::: Document section

Every COLREGS incident report seems to cite Rule 5. What "a proper look-out by sight and hearing" actually demands, why it applies even at anchor watch, and how examiners test it.

9 June 2026 · 2 min read · IRPCS crew

Rule 5: why look-out is the rule examiners care about most

Ask an examiner which rule features in more incident reports than any other and the answer is usually the shortest rule in the book. Rule 5 is two sentences long, and it underpins everything else.

What the rule says

Rule 5 requires that every vessel shall at all times maintain a proper look-out by sight and hearing as well as by all available means appropriate in the prevailing circumstances and conditions, so as to make a full appraisal of the situation and of the risk of collision.

Four phrases carry the weight:

  • At all times - underway, making way or not. There is no condition in which the duty lapses.
  • By sight and hearing - the rule explicitly names human senses. Radar and AIS supplement them; they do not replace them. A sound signal heard in fog is look-out information.
  • All available means - if you have radar and conditions warrant it, you are expected to use it. "We had radar but it was off" reads very badly in an incident report.
  • Full appraisal - look-out is not just detection. It is understanding what you are seeing: aspect, change of bearing, risk of collision.

Why it matters beyond the exam

Rule 5 is the foundation that Rules 6 (safe speed), 7 (risk of collision) and 8 (action to avoid collision) build on. You cannot judge a safe speed for conditions you have not appraised, and you cannot assess risk of collision on traffic you have not seen. That chain is why collision investigations so often start with the look-out question.

::::::
::: Records provided

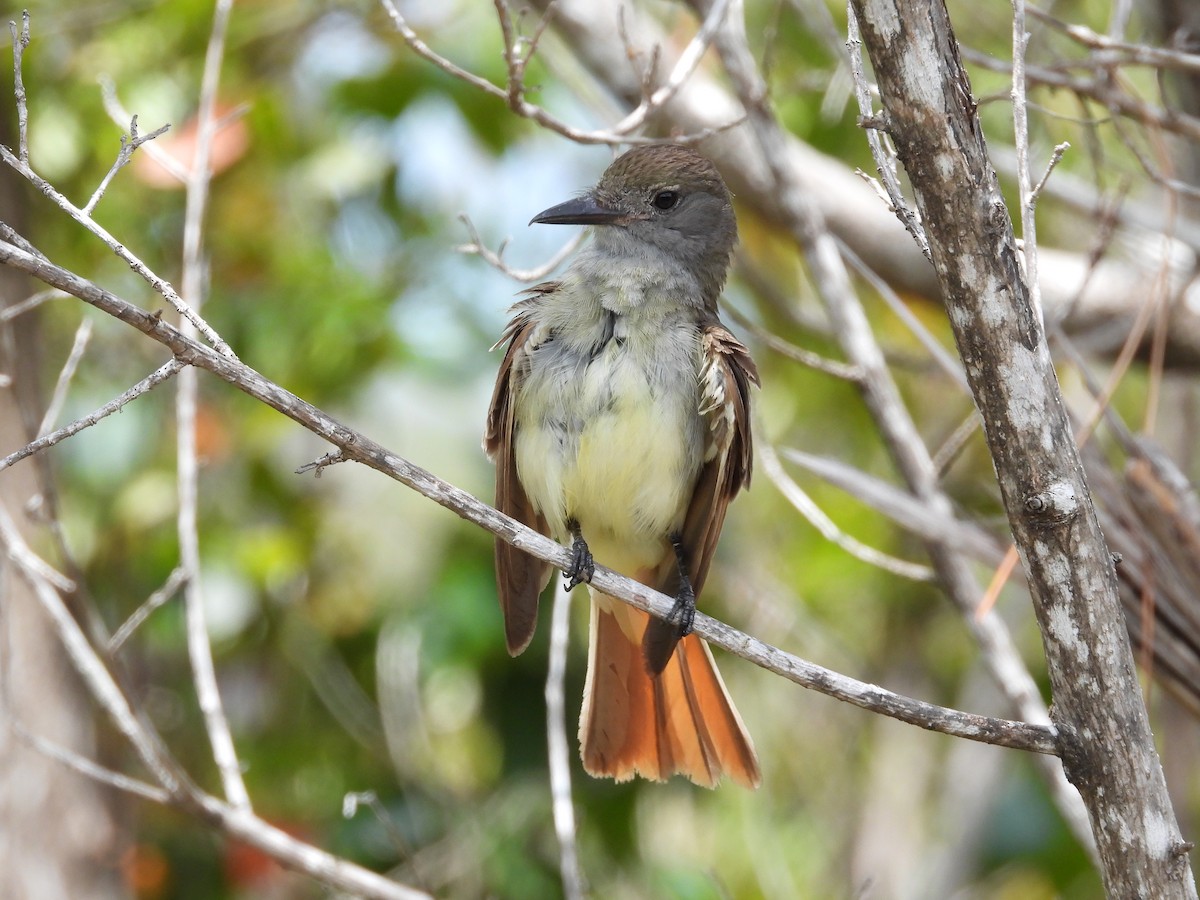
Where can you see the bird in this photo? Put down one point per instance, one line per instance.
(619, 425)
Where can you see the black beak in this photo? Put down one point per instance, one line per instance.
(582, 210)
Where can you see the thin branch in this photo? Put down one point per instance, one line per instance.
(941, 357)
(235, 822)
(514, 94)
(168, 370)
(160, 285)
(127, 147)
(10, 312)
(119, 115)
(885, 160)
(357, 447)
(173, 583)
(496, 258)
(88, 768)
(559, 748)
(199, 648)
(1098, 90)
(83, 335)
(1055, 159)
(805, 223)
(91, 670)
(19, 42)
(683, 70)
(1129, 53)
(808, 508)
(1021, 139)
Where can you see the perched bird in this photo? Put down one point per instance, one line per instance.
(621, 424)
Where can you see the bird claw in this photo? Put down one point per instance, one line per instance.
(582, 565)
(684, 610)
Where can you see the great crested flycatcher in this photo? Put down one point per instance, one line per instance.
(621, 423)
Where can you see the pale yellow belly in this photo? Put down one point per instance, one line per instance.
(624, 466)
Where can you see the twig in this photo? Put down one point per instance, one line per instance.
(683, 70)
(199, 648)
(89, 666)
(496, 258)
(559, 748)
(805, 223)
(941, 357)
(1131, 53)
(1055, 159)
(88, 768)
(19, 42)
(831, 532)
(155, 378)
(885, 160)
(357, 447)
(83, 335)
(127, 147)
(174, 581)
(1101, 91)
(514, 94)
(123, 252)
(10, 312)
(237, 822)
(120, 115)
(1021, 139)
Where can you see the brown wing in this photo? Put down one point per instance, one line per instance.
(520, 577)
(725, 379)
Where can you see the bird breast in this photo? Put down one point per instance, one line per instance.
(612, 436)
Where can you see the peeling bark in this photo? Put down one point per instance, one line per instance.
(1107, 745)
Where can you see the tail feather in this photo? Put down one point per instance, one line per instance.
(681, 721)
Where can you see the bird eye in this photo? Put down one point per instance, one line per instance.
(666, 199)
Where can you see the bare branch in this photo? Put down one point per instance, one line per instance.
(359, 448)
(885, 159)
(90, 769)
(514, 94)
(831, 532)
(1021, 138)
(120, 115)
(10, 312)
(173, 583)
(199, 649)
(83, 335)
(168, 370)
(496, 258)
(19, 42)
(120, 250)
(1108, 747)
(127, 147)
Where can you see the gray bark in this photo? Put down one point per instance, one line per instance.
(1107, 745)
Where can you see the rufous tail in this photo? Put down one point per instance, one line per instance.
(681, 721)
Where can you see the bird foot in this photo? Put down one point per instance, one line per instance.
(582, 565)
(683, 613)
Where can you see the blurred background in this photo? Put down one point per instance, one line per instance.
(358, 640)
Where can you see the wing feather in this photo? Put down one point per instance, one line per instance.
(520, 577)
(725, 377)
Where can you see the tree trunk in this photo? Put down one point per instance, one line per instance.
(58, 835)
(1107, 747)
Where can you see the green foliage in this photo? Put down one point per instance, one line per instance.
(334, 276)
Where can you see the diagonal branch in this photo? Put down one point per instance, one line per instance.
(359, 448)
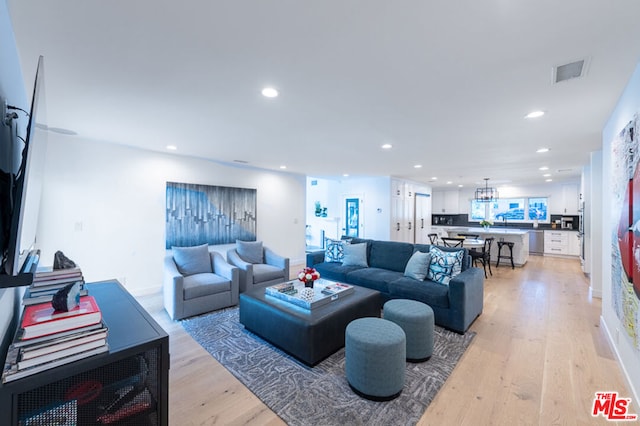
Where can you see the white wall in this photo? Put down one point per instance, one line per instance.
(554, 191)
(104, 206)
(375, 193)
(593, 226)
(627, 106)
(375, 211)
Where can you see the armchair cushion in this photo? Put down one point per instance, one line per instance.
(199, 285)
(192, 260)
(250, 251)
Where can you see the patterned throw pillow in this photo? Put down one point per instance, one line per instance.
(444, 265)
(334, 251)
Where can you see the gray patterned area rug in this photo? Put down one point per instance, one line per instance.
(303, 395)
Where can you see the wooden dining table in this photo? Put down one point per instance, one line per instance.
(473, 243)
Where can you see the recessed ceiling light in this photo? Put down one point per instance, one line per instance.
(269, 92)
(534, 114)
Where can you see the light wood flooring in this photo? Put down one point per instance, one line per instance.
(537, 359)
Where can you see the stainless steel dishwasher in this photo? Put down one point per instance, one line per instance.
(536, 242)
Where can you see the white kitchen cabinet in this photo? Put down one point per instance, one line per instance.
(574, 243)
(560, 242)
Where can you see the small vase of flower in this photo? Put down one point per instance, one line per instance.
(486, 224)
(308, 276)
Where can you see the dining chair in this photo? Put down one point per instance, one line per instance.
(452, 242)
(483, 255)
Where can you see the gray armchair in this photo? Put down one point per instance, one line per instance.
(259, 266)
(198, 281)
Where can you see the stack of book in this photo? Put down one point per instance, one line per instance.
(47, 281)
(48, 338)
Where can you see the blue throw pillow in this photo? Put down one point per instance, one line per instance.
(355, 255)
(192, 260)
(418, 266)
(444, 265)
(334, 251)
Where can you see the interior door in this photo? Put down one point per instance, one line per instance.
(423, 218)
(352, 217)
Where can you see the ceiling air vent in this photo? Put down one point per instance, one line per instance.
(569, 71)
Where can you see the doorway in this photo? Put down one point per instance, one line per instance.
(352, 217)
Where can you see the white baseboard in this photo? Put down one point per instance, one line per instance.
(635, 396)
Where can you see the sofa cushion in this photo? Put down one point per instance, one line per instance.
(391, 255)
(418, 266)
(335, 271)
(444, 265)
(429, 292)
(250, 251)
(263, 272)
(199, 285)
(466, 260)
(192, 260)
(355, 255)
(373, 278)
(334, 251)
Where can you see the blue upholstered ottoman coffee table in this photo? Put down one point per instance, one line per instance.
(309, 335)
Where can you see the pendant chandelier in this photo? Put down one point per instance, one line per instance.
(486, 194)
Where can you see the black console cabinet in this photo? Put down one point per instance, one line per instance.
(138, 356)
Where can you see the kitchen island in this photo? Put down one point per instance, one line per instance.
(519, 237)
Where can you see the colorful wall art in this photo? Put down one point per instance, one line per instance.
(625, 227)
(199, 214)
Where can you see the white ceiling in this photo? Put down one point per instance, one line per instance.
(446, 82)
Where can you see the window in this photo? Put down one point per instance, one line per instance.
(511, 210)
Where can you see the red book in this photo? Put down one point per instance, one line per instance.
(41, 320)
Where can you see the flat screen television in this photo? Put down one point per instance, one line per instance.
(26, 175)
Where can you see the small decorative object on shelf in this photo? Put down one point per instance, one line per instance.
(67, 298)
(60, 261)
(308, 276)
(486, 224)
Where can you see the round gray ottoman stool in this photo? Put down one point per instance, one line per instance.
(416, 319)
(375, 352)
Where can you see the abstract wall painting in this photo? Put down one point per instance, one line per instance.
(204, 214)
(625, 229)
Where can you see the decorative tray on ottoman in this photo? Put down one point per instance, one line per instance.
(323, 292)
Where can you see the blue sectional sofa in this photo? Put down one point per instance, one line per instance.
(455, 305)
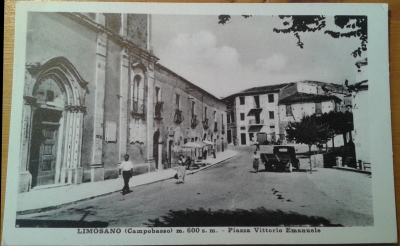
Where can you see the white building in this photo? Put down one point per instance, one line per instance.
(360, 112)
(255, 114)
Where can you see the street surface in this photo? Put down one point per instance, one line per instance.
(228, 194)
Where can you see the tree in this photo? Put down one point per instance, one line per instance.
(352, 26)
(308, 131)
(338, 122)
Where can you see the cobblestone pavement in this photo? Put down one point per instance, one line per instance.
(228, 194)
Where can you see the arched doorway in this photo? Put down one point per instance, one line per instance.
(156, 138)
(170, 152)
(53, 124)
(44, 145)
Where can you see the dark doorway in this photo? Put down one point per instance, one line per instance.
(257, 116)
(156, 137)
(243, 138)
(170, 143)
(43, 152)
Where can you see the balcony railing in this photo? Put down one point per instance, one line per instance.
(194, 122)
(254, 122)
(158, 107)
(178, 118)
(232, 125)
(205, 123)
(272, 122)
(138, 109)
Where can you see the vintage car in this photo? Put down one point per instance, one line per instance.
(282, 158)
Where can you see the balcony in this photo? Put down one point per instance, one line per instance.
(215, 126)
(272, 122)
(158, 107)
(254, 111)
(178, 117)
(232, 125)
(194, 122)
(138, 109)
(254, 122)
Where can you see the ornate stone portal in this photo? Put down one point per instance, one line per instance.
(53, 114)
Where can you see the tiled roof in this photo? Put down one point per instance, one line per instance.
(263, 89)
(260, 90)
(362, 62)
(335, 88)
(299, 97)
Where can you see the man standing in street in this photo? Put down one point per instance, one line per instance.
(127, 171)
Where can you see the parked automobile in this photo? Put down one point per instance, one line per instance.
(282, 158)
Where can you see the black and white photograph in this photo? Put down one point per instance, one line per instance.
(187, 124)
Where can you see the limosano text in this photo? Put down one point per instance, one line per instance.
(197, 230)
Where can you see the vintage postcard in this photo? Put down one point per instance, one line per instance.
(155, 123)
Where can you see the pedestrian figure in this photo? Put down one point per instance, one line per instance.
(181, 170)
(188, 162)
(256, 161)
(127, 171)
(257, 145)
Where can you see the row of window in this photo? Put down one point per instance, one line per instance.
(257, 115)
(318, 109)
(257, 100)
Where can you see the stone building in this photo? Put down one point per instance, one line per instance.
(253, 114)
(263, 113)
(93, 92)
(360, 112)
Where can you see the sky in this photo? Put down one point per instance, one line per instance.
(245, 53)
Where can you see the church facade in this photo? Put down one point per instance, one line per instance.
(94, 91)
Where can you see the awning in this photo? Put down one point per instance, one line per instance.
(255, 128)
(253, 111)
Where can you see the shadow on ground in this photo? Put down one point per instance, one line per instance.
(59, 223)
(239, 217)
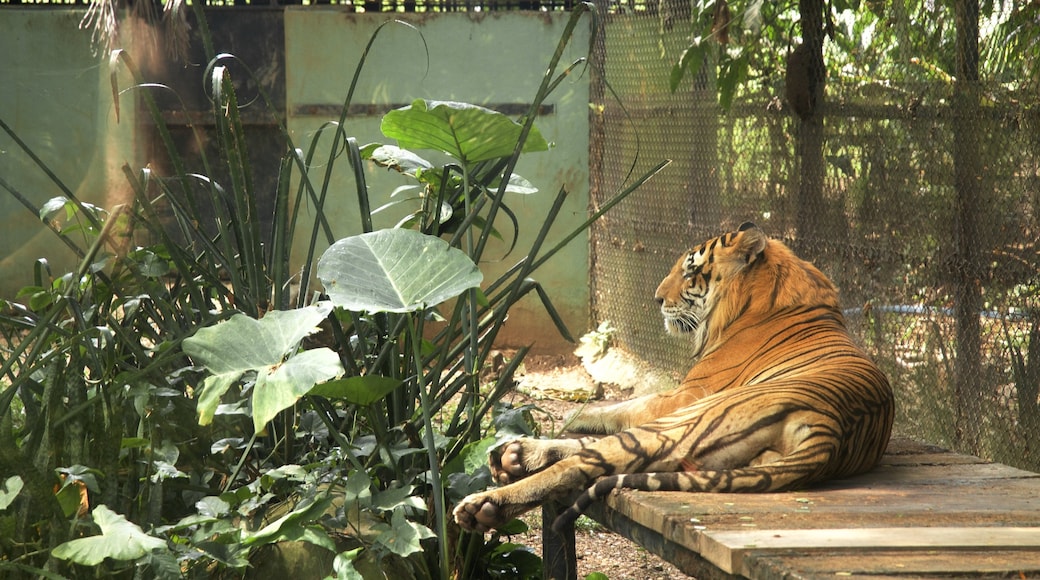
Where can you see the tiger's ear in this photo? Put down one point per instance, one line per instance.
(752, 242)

::::::

*Tasks*:
a: Using the Rule 5 article, answer the following:
(i) How many sentences long is Rule 5?
(ii) Which rules does the article say build on Rule 5?
(iii) According to the article, what do radar and AIS do in relation to the human senses?
b: Repeat the Rule 5 article word for word, everything from "Why it matters" down to "the look-out question.".
c: Translate this sentence from the Rule 5 article into Spanish: "That chain is why collision investigations so often start with the look-out question."
The records have no connection to the Rule 5 article.

*Expected results*:
a:
(i) Two sentences.
(ii) Rules 6 (safe speed), 7 (risk of collision) and 8 (action to avoid collision).
(iii) They supplement the human senses; they do not replace them.

b:
Why it matters beyond the exam

Rule 5 is the foundation that Rules 6 (safe speed), 7 (risk of collision) and 8 (action to avoid collision) build on. You cannot judge a safe speed for conditions you have not appraised, and you cannot assess risk of collision on traffic you have not seen. That chain is why collision investigations so often start with the look-out question.

c: Esa cadena es la razón por la que las investigaciones de abordajes comienzan tan a menudo con la cuestión de la vigilancia.